QUOTED PASSAGE =>
--
A well-known method of dealing with an anomalous model 
is to introduce extra degrees of
freedom \cite{ht} into the theory. In this procedure, 
the chiral theory is replaced 
by a gauge-invariant theory
which incorporates the additional modes.
The original anomalous theory can be
recovered by a suitable choice of gauge \cite{aar}.
However, it is believed that a reliable physical theory 
cannot contain gauge anomalies. 
The gauge symmetries can be restored by imposing 
the anomaly cancellation condition on the
theory. Specifically, such a cancellation is achieved
by requiring that the 
coefficient of the anomaly equation
vanishes, {\it i.e.},
%
\be
ne^2=q{e'}^2\Rightarrow({e\over e'})^2={q\over n}. \label{matching}
\ee
%
We shall study this anomaly-free
quantum model and solve it in terms
of elementary quantum scalar fields.
--
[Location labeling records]
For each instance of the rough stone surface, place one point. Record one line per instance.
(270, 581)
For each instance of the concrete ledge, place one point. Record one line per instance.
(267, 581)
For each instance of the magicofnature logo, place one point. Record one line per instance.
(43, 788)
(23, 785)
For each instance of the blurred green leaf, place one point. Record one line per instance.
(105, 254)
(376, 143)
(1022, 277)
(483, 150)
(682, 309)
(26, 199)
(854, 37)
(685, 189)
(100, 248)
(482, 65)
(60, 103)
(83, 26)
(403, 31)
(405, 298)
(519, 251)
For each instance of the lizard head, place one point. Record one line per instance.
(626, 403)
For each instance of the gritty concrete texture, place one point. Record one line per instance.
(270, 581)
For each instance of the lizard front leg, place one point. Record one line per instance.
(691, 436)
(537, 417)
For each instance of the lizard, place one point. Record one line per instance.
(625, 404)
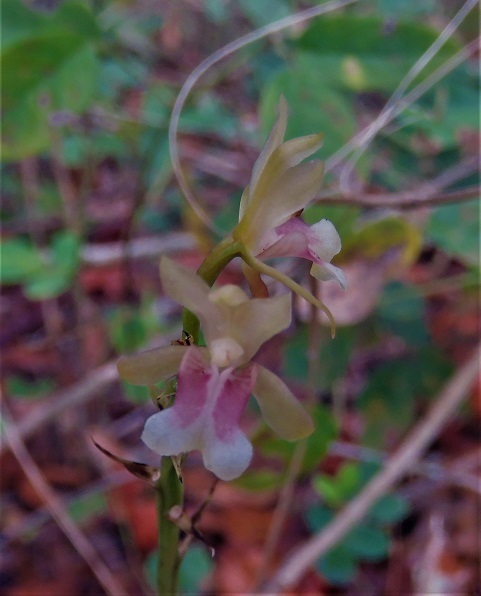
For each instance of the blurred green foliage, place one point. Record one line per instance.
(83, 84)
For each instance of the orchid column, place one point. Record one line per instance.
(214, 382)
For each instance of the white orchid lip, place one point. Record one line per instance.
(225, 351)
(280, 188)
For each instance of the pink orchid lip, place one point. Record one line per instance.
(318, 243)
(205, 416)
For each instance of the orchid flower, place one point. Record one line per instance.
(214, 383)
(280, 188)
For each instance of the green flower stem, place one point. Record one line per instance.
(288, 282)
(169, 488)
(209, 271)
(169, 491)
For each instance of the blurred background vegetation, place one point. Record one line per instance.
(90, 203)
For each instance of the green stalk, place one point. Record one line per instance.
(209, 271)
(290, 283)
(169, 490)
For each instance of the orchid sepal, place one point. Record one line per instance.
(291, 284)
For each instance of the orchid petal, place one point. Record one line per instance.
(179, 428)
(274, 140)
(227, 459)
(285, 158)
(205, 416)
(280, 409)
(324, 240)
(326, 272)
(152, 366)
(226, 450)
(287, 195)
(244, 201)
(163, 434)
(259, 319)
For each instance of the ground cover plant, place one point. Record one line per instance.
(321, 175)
--
WHAT IS REQUIRED => Reproduce the passage on anomaly cancellation in gauge theories in full, keeping every word and symbol unchanged.

ANSWER TO THIS EXERCISE =>
A well-known method of dealing with an anomalous model 
is to introduce extra degrees of
freedom \cite{ht} into the theory. In this procedure, 
the chiral theory is replaced 
by a gauge-invariant theory
which incorporates the additional modes.
The original anomalous theory can be
recovered by a suitable choice of gauge \cite{aar}.
However, it is believed that a reliable physical theory 
cannot contain gauge anomalies. 
The gauge symmetries can be restored by imposing 
the anomaly cancellation condition on the
theory. Specifically, such a cancellation is achieved
by requiring that the 
coefficient of the anomaly equation
vanishes, {\it i.e.},
%
\be
ne^2=q{e'}^2\Rightarrow({e\over e'})^2={q\over n}. \label{matching}
\ee
%
We shall study this anomaly-free
quantum model and solve it in terms
of elementary quantum scalar fields.